- _Stored records_:

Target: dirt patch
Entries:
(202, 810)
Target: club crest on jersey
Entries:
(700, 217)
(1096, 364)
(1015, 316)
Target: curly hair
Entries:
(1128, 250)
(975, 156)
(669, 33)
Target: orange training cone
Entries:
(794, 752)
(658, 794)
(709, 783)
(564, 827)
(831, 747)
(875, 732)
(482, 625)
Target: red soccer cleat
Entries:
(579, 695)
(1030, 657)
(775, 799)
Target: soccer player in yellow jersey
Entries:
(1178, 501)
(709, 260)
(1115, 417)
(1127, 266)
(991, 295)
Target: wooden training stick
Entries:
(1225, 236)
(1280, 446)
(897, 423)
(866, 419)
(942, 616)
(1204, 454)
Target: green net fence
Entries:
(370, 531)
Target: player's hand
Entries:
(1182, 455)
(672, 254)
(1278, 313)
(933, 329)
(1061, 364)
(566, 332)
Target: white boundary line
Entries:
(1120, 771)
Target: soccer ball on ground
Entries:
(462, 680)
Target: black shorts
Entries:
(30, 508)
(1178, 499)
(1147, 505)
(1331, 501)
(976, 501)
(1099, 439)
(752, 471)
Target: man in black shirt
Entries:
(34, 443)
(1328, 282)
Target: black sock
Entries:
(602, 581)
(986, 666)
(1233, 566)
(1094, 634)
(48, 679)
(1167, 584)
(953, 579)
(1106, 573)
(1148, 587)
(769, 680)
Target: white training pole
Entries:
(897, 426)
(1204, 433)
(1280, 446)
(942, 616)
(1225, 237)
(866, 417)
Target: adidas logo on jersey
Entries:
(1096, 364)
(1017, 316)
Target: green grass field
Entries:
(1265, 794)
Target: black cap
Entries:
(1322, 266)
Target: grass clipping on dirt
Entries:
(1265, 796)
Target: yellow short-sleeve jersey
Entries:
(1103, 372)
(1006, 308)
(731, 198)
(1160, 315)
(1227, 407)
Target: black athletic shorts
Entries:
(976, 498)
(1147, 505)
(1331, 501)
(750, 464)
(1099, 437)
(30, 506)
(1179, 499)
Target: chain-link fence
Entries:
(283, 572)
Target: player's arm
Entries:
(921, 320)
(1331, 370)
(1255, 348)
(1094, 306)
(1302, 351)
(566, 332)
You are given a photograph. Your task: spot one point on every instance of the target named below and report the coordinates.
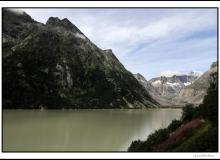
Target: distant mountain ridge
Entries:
(178, 90)
(54, 65)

- _TASK TO CARRY OUT_: Convert the stored records from the line with "Target: orange training cone" up to and including the line with "(1328, 282)" into a numbered list, leaving out any blank lines.

- _COMPLETE RESPONSE_:
1. Target: orange training cone
2. Entries:
3. (794, 752)
4. (658, 794)
5. (709, 783)
6. (564, 827)
7. (831, 747)
8. (875, 732)
9. (482, 625)
10. Target: red soccer cleat
11. Entries:
12. (579, 695)
13. (1030, 657)
14. (775, 799)
15. Target: soccer player in yellow jersey
16. Entries:
17. (1178, 501)
18. (709, 260)
19. (1115, 417)
20. (1127, 266)
21. (991, 295)
22. Target: wooden training stick
23. Entries:
24. (1225, 236)
25. (1280, 446)
26. (897, 423)
27. (866, 419)
28. (942, 616)
29. (1204, 454)
30. Target: green net fence
31. Entries:
32. (370, 531)
33. Target: player's hand
34. Entries:
35. (1182, 455)
36. (672, 254)
37. (1278, 313)
38. (933, 329)
39. (1061, 364)
40. (566, 332)
41. Target: white boundary line
42. Entries:
43. (1120, 771)
44. Target: soccer ball on ground
45. Entries:
46. (462, 680)
47. Target: black shorts
48. Entries:
49. (30, 508)
50. (1178, 499)
51. (1147, 505)
52. (1331, 501)
53. (976, 501)
54. (1099, 439)
55. (752, 471)
56. Target: man in black shirt
57. Entries:
58. (34, 443)
59. (1328, 282)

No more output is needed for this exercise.